▶ Task objective:
Answer these from the Alaska Highway text:
1. What population does the text give for Dawson Creek?
2. Which highway did the travelers take on the way up to Alaska?
3. What does the Walter Wright Pioneer Village hold?
*** Opening Document text ***
To assist fellow travelers and ourselves, we've prepared a map detailing these locations, providing a visual guide from Dawson Creek in the "south" to Delta Junction at the northern terminus.
Armed with our meticulously crafted itinerary and a map as our guide, we began the first leg of our adventure, beginning with the historic town of Dawson Creek, British Columbia.
Key Stops Along The Alaska Highway
1. Dawson Creek, British Columbia
Dawson Creek, a small town in British Columbia with a population of 11,500, is the starting point of the Alaska Highway, known as the Alcan.
This town is not just a milestone for travelers but a destination rich in outdoor activities, local art, and history. Here, visitors can capture a moment at the Mile Zero post, marking the beginning of this legendary highway.
Among Dawson Creek's historical attractions, the Kiskatinaw Bridge stands out. Once part of the original Alaska Highway, it now serves as a testament to the engineering feats of the past.
Another notable site is the Walter Wright Pioneer Village, offering insights into the early days of Dawson Creek through a collection of historic buildings and artifacts.
Reflecting on Our Time in Dawson Creek
Our route to Alaska took us via the Cassiar Highway on the way up and back via the Alcan, positioning Dawson Creek as the final waypoint on our Alaska Highway adventure.
Standing next to the Alaska Highway sign, we felt a mix of accomplishment and nostalgia, marking the end of our journey along this historic route rather than its beginning.
Our time in Dawson Creek was brief yet meaningful. We seized the opportunity to drive through the historic Kiskatinaw Bridge, taking a short detour that connected us more deeply with the highway's storied past.
This moment was especially poignant, given our accumulated knowledge and experiences of traveling the Alaska Highway.
Seeing one of the original bridges up close was more than just a side trip; it was a major highlight that captured the essence of adventure and the deep history of the Alaska Highway.
*** Closing Document text ***
*** Opening Available data ***
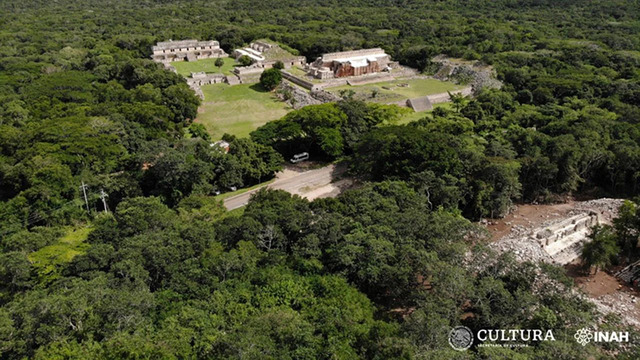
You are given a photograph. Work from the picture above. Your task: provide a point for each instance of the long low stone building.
*** Closing Available data ***
▶ Solution to this task:
1. 11,500
2. The Cassiar Highway
3. A collection of historic buildings and artifacts from the early days of Dawson Creek